** Your instructions **
Could you update the data from the line with "Where can you find the facade" to the line with "pixel 89 80" by swapping "facade" for "front wall", keeping everything else unchanged and returning only those lines?

** Given records **
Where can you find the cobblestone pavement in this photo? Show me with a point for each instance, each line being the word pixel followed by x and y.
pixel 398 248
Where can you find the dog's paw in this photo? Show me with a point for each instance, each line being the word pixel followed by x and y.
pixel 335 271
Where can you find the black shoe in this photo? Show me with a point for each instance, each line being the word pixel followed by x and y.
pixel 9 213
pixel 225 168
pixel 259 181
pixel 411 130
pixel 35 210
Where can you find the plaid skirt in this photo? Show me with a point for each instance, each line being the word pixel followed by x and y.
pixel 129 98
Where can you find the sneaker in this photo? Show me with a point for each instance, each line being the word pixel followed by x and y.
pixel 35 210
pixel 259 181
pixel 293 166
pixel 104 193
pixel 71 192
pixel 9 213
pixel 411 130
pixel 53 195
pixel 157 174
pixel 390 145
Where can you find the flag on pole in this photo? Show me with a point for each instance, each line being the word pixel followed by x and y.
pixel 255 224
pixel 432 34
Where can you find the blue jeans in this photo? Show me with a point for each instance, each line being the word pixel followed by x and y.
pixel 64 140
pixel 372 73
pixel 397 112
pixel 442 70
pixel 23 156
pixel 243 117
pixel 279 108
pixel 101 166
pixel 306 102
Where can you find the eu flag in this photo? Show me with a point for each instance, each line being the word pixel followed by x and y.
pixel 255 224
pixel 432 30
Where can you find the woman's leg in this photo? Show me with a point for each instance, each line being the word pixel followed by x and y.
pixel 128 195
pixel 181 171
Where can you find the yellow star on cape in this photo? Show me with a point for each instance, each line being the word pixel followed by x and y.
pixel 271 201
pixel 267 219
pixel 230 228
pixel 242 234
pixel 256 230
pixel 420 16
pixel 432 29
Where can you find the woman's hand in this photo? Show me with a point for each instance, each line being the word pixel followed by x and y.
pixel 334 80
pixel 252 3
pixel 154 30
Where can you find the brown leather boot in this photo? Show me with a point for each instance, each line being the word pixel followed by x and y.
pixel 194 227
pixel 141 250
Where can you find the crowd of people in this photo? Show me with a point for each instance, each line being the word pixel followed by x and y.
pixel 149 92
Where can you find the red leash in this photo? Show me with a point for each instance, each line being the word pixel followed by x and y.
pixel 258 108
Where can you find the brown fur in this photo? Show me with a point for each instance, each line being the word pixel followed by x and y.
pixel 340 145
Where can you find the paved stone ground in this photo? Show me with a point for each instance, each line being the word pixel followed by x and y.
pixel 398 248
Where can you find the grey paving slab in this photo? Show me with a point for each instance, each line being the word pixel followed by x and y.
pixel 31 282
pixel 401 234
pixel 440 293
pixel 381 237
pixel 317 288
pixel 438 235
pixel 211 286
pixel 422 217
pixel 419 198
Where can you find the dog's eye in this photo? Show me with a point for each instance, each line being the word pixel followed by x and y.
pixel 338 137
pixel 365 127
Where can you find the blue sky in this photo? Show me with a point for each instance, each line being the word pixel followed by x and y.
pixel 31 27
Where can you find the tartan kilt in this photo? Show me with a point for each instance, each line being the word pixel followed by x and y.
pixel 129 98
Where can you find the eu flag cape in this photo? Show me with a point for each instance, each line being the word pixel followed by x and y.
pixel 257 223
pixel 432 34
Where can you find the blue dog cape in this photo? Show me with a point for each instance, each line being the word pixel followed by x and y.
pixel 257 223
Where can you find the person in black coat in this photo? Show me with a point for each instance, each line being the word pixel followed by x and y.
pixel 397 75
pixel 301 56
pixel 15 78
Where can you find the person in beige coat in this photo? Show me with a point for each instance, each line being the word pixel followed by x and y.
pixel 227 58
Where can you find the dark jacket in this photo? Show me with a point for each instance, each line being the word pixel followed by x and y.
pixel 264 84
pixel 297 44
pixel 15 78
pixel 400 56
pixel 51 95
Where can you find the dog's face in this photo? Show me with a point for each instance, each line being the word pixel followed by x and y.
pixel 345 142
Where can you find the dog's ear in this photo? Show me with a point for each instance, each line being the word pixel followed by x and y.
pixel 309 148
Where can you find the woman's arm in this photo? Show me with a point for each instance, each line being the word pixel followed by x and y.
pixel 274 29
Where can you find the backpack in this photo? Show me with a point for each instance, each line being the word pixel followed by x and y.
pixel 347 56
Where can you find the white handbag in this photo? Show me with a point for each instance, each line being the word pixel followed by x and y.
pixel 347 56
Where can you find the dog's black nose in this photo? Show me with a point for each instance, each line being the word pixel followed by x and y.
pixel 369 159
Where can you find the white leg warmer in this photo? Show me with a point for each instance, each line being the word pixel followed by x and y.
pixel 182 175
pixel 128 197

* * *

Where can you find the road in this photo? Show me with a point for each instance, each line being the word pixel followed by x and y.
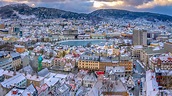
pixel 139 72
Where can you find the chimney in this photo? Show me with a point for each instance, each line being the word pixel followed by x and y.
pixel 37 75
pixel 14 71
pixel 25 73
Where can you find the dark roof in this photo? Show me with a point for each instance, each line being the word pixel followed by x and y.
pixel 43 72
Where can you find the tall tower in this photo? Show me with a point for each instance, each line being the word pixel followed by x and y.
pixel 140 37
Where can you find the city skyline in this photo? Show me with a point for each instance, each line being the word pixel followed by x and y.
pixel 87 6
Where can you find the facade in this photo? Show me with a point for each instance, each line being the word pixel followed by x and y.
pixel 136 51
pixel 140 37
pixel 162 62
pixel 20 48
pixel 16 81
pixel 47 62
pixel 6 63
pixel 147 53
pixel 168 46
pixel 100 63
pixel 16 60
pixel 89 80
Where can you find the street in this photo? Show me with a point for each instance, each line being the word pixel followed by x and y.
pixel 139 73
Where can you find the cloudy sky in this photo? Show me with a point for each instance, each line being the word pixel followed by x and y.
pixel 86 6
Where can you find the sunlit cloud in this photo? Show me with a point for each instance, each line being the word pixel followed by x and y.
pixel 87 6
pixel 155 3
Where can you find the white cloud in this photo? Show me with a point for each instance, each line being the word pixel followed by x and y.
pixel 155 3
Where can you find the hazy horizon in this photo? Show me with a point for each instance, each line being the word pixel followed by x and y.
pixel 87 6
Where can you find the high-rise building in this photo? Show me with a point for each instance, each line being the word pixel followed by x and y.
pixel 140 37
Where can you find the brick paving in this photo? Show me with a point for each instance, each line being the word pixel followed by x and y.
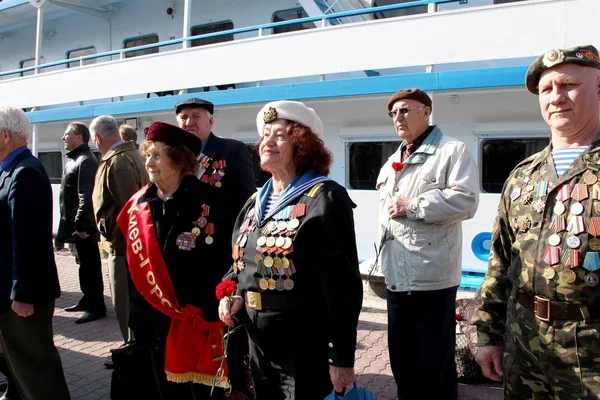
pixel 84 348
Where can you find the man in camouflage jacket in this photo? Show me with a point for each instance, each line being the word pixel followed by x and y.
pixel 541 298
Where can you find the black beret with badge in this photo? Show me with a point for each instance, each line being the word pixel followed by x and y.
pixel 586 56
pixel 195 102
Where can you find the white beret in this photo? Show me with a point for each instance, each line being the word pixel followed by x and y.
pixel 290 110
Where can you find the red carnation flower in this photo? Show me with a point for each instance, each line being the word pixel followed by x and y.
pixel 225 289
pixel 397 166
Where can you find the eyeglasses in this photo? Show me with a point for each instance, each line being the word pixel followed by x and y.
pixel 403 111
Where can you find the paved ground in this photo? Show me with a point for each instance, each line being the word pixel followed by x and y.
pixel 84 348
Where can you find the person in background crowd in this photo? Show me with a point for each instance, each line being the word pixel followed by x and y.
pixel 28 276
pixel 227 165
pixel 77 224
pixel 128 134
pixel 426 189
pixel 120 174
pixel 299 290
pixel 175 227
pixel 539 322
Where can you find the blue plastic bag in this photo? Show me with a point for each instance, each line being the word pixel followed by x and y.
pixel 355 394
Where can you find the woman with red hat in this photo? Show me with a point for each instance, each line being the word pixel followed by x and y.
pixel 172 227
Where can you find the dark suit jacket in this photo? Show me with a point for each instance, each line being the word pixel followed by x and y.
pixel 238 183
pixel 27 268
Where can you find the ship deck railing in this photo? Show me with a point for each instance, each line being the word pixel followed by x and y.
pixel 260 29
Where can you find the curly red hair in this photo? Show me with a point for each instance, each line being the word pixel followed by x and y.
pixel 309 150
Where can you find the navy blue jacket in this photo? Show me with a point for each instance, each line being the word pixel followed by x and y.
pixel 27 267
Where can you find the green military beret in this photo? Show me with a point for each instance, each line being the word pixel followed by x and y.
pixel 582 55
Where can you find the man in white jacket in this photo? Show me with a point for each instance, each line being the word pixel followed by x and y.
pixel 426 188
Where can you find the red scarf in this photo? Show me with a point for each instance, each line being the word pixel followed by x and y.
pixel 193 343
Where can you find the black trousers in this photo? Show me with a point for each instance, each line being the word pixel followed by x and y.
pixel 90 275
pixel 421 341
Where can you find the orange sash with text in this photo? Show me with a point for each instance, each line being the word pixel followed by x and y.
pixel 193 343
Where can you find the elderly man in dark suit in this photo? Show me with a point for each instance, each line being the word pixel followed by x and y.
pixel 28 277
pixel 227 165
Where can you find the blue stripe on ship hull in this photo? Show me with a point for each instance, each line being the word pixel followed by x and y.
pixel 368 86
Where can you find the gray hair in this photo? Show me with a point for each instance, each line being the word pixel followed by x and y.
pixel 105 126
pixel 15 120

** Answer for this exercise **
Where can you find the front wall in this photo? Show me with a point for each instance, each line being the word pixel followed by x and y.
pixel 136 51
pixel 140 37
pixel 162 62
pixel 20 48
pixel 16 81
pixel 47 62
pixel 6 63
pixel 147 53
pixel 168 46
pixel 100 63
pixel 16 60
pixel 89 80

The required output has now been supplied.